- [THE REQUEST]:
Pick out every line in the listing below that contains the word "scooter", and copy each one.

- [LISTED ENTRIES]:
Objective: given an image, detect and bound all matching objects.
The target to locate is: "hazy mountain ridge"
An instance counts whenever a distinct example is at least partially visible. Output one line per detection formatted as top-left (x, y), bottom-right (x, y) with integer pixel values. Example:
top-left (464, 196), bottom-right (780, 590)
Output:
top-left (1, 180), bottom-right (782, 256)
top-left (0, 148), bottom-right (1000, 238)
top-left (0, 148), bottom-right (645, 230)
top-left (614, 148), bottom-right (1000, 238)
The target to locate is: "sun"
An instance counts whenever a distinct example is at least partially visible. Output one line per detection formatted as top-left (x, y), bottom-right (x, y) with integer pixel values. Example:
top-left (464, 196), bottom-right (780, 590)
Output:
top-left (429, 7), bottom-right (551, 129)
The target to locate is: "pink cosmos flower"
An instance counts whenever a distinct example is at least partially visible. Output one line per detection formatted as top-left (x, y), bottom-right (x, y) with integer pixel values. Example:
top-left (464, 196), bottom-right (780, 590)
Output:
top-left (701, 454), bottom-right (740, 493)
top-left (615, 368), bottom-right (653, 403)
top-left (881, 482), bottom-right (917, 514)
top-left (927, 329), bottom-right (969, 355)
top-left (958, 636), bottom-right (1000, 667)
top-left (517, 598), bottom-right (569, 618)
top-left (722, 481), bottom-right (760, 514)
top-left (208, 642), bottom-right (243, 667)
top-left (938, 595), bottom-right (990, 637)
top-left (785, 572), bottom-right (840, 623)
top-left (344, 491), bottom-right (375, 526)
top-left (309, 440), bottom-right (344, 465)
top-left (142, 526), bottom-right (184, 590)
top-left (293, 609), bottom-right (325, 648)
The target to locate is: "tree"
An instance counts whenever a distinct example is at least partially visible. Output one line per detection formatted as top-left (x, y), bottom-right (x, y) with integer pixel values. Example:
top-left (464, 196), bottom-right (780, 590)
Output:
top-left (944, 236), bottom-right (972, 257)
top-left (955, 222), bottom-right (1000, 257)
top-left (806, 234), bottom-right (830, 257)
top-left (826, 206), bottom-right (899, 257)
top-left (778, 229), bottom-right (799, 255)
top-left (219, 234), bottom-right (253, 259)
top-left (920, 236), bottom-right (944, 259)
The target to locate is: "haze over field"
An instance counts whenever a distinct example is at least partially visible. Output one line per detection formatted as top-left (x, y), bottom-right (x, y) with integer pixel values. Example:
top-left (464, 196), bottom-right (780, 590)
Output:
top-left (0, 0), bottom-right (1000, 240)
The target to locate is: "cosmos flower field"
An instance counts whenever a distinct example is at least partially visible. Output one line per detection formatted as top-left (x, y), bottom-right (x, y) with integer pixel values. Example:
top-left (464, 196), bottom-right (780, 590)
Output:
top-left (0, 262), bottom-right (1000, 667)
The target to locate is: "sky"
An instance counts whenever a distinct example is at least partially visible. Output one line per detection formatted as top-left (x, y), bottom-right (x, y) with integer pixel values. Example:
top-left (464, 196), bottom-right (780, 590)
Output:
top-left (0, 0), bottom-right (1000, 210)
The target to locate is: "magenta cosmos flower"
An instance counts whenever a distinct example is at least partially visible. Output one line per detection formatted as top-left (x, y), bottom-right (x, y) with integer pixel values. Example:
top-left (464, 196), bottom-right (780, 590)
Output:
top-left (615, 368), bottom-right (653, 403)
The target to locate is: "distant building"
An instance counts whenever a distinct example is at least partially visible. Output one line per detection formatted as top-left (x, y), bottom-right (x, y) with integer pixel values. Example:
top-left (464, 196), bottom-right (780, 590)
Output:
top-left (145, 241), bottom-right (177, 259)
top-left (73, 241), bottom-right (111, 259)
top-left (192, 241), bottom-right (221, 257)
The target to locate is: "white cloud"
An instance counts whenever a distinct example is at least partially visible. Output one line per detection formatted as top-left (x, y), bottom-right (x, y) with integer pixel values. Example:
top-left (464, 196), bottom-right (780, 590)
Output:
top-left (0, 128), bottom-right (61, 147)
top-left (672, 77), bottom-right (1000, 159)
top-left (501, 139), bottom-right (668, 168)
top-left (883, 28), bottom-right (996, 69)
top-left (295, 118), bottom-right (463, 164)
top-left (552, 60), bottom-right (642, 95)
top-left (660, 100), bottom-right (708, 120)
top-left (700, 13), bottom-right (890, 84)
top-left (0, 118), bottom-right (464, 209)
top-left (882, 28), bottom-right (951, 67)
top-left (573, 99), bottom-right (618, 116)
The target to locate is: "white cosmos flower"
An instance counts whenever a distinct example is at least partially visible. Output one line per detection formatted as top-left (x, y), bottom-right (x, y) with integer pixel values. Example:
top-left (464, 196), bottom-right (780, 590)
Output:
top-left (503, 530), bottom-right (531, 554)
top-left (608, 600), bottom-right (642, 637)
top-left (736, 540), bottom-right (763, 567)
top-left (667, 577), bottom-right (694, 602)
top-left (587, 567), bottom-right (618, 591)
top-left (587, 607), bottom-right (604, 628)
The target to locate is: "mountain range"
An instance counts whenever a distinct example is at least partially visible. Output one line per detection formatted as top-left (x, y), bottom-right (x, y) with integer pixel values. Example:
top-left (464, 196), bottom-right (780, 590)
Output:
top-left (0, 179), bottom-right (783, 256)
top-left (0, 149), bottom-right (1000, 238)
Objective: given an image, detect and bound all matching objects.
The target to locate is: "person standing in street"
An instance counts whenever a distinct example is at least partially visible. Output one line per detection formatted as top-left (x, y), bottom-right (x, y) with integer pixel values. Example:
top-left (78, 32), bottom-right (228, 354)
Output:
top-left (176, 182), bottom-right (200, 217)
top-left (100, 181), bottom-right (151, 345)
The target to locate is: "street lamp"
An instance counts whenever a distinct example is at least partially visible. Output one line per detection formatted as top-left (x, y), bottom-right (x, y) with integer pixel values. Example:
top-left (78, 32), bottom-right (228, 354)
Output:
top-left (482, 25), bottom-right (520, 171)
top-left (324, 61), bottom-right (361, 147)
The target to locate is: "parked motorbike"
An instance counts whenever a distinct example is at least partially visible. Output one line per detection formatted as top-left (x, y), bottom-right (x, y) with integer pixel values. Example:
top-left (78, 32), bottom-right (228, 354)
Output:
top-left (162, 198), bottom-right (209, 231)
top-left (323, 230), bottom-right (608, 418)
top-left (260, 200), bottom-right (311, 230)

==

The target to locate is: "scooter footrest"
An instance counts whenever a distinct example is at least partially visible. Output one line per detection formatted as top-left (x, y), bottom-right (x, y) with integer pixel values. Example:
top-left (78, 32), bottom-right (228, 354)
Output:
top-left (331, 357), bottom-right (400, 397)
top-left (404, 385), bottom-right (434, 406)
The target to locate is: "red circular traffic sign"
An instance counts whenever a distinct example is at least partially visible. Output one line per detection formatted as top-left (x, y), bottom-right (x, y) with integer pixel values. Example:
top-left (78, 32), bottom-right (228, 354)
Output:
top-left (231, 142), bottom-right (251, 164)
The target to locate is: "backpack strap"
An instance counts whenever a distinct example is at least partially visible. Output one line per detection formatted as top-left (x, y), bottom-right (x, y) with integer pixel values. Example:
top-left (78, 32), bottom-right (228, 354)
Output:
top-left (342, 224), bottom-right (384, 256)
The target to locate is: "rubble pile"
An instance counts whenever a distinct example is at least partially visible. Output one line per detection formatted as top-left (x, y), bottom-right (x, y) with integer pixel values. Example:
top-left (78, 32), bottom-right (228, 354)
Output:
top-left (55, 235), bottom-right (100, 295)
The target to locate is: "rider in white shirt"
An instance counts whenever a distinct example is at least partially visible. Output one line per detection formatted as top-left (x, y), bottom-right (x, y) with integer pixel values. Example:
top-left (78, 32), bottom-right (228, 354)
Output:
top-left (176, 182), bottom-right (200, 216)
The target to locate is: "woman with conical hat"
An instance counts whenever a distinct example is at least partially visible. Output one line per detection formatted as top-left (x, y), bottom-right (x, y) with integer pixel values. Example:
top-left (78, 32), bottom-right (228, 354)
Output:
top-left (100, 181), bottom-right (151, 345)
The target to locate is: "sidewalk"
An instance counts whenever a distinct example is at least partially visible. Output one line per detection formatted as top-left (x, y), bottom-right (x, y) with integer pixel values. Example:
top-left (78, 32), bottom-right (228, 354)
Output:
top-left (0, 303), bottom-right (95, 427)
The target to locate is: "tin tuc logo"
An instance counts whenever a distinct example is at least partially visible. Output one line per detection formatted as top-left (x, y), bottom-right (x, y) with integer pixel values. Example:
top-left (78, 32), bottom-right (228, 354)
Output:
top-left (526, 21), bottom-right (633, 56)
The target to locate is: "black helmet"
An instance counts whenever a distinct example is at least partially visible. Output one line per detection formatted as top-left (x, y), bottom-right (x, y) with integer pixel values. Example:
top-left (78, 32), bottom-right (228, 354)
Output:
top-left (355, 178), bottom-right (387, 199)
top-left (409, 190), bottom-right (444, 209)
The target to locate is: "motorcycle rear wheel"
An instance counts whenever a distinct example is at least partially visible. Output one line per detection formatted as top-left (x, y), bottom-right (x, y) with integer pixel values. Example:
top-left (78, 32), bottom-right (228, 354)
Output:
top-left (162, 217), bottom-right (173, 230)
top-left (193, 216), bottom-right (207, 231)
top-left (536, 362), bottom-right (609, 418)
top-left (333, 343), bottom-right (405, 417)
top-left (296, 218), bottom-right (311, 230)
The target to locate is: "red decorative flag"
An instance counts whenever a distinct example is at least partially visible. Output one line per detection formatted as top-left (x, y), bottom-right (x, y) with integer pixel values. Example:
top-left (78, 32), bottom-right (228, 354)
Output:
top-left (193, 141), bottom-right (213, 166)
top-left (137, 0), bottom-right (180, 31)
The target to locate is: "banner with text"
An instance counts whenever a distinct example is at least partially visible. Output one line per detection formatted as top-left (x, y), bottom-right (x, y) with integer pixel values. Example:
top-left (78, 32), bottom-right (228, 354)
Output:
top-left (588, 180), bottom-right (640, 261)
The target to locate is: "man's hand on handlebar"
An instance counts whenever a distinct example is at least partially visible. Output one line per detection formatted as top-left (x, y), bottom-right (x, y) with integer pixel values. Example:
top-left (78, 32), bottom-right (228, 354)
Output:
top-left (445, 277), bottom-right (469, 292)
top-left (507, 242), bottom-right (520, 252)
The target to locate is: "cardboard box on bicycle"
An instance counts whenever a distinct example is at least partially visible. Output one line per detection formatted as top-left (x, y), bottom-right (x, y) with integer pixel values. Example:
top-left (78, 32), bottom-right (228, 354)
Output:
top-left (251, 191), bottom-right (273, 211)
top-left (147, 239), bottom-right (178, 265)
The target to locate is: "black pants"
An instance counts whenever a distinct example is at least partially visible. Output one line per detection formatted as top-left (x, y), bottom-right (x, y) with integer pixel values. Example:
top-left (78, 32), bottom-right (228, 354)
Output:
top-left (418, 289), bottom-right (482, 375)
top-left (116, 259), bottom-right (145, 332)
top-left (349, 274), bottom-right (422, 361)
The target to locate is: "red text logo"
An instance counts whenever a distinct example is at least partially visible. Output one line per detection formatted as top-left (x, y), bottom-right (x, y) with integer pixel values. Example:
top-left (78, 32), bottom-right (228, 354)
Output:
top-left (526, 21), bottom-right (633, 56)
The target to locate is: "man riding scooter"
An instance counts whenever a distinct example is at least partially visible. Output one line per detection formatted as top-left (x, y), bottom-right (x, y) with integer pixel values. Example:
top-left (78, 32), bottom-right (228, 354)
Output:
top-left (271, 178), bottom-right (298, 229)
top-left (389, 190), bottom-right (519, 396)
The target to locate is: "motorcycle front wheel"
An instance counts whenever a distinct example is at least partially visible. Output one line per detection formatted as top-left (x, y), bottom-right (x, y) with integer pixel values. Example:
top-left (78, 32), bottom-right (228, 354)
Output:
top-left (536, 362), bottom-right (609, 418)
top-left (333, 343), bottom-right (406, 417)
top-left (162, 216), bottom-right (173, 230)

...

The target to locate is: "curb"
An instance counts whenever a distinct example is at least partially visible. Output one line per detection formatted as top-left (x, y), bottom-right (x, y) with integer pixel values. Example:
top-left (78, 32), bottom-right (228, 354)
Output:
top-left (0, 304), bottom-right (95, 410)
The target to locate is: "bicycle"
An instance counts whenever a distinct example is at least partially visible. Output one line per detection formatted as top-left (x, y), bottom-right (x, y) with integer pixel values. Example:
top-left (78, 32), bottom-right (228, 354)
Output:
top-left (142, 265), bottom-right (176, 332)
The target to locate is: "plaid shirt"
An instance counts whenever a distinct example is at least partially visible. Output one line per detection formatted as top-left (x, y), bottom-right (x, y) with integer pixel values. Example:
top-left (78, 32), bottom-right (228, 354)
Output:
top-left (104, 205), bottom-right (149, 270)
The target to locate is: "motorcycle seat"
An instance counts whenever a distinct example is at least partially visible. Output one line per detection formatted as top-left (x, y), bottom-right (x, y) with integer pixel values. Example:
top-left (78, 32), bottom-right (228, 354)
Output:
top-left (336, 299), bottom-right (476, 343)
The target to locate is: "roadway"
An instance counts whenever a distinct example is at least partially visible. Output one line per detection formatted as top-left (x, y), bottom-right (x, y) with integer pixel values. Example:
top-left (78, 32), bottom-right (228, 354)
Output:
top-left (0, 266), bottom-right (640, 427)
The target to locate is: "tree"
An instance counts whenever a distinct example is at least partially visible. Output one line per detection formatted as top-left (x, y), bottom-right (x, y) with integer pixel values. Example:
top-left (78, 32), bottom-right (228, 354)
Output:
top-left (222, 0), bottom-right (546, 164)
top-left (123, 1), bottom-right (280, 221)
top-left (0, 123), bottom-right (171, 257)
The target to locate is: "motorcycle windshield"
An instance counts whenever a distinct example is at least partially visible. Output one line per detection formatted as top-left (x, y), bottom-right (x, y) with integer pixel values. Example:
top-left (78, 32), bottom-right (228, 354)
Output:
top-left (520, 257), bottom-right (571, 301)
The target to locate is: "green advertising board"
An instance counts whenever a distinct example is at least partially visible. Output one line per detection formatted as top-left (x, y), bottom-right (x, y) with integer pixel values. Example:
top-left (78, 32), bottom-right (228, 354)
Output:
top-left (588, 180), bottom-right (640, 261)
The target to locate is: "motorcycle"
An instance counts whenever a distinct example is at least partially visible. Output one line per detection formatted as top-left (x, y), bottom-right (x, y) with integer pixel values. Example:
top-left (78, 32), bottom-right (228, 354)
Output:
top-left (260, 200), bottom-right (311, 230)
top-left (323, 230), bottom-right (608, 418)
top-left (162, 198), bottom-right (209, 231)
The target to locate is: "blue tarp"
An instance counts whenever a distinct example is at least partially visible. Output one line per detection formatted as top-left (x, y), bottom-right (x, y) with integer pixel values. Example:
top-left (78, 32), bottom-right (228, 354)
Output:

- [EXERCISE SOLUTION]:
The target to locate is: "scooter footrest"
The target to locate is: "man riding scooter"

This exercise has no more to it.